● Your goal:
Show every line of the items below that contains the word "prompts".

*** Data in this exercise Section Begins ***

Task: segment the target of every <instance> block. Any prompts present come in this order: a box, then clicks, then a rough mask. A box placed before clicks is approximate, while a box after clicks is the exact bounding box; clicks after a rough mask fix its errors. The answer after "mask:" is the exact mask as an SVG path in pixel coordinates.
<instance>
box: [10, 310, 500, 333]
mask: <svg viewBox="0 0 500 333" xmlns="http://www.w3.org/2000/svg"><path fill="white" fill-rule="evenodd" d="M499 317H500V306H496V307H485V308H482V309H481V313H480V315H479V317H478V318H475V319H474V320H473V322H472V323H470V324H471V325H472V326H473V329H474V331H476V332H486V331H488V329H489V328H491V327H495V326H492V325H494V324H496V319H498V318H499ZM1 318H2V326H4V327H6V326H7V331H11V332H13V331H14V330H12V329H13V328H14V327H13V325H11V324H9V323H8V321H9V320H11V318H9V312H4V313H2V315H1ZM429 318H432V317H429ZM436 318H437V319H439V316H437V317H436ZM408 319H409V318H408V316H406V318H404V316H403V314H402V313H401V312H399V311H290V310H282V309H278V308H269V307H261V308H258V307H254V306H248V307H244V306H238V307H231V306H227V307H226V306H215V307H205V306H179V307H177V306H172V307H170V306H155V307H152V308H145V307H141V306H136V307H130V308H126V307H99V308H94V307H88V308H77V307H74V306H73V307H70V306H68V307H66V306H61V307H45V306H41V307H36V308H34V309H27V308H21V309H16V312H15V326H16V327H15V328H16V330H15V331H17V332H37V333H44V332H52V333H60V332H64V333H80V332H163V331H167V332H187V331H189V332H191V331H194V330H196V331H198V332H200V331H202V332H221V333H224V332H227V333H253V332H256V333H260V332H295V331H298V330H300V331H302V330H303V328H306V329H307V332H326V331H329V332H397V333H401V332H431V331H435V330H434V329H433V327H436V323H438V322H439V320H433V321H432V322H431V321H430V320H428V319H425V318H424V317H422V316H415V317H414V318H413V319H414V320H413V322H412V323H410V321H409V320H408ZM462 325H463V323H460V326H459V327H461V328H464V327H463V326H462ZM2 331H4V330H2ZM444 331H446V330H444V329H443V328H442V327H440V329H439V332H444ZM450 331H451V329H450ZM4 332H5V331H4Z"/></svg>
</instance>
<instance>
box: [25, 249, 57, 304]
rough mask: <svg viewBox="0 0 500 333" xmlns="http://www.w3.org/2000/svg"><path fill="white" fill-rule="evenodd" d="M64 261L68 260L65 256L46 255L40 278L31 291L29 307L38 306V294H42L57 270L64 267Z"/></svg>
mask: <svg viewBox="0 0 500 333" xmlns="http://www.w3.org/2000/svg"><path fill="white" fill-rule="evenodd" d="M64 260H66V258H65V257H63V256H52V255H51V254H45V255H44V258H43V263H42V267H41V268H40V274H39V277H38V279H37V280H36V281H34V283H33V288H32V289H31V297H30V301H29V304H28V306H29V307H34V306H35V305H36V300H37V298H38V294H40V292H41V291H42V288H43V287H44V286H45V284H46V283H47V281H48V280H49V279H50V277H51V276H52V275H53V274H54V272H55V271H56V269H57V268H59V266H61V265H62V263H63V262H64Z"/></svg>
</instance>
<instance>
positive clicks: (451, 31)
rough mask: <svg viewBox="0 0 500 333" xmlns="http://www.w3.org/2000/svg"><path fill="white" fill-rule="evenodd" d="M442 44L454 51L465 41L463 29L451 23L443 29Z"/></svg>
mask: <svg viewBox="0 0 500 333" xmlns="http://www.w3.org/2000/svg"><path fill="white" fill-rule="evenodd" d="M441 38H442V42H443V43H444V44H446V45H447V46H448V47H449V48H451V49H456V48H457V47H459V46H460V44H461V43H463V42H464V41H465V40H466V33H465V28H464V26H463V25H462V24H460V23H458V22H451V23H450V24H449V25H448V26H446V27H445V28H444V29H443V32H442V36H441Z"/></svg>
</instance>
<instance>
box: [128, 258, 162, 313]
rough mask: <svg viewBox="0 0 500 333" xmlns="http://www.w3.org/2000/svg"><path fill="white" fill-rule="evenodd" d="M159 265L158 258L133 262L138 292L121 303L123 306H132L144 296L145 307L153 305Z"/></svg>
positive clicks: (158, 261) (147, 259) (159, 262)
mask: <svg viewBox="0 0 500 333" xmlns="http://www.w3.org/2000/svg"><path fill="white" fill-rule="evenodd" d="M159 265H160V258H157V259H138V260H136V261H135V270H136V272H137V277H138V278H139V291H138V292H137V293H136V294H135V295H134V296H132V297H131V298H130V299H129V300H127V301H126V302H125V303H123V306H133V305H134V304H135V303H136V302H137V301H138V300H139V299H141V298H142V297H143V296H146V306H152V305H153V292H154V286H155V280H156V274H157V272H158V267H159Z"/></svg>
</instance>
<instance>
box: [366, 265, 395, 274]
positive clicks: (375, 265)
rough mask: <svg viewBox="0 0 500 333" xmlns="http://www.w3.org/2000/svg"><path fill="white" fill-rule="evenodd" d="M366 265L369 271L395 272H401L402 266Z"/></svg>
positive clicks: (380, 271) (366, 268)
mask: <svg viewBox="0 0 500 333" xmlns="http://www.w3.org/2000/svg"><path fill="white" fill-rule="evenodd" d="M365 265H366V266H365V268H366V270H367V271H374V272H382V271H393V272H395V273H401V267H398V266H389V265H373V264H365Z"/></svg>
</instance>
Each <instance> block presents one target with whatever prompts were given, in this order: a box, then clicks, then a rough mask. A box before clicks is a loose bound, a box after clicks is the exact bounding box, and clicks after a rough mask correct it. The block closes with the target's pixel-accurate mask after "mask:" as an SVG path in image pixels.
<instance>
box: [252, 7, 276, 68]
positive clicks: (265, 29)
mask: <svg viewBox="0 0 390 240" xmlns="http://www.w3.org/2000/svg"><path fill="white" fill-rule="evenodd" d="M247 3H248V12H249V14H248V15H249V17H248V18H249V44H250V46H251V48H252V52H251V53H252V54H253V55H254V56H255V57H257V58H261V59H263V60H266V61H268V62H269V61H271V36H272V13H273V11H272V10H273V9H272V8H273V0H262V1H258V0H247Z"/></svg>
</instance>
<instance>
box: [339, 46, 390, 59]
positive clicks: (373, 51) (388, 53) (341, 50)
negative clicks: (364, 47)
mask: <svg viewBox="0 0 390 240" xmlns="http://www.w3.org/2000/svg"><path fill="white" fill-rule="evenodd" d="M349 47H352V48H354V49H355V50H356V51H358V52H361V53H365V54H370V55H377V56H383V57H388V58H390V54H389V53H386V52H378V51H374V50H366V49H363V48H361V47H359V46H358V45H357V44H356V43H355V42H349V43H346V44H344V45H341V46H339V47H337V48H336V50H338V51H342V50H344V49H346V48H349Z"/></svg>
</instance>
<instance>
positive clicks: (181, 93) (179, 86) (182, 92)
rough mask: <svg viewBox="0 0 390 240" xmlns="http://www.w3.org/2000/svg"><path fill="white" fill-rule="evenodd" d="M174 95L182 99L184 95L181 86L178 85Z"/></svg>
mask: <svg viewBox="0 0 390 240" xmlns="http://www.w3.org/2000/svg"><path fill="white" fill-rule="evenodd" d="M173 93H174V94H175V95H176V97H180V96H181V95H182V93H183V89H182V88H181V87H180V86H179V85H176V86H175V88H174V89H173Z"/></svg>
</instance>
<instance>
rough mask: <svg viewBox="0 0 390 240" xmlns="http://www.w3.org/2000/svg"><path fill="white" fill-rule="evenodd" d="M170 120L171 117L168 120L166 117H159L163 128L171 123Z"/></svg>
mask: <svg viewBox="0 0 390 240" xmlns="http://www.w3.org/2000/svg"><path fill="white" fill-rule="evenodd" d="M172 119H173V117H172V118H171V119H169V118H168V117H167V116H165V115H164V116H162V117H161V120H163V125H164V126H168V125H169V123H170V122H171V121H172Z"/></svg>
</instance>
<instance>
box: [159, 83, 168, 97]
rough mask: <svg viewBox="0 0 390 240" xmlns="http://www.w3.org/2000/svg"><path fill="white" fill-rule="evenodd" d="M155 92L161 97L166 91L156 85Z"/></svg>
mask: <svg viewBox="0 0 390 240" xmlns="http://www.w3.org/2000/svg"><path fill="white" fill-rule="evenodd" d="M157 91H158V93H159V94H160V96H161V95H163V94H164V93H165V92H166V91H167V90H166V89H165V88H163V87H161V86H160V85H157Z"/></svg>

*** Data in this exercise Section Ends ***

● Result of this task:
Task: segment the target of every <instance> block. Any prompts present come in this order: a box, then clicks, then a rough mask. A box placed before clicks is approximate, while a box after clicks is the exact bounding box; clicks after a rough mask fix its errors. The answer after "mask:" is the exact mask as an SVG path in pixel coordinates.
Each <instance> block presents one target with whatever prompts were given, in this order: a box, then clicks, then a rough mask. A box before clicks is a loose bound, a box after clicks is the exact bounding box, and clicks after a rough mask correct it. The block closes with the target's pixel-accurate mask after "mask:" as an SVG path in image pixels.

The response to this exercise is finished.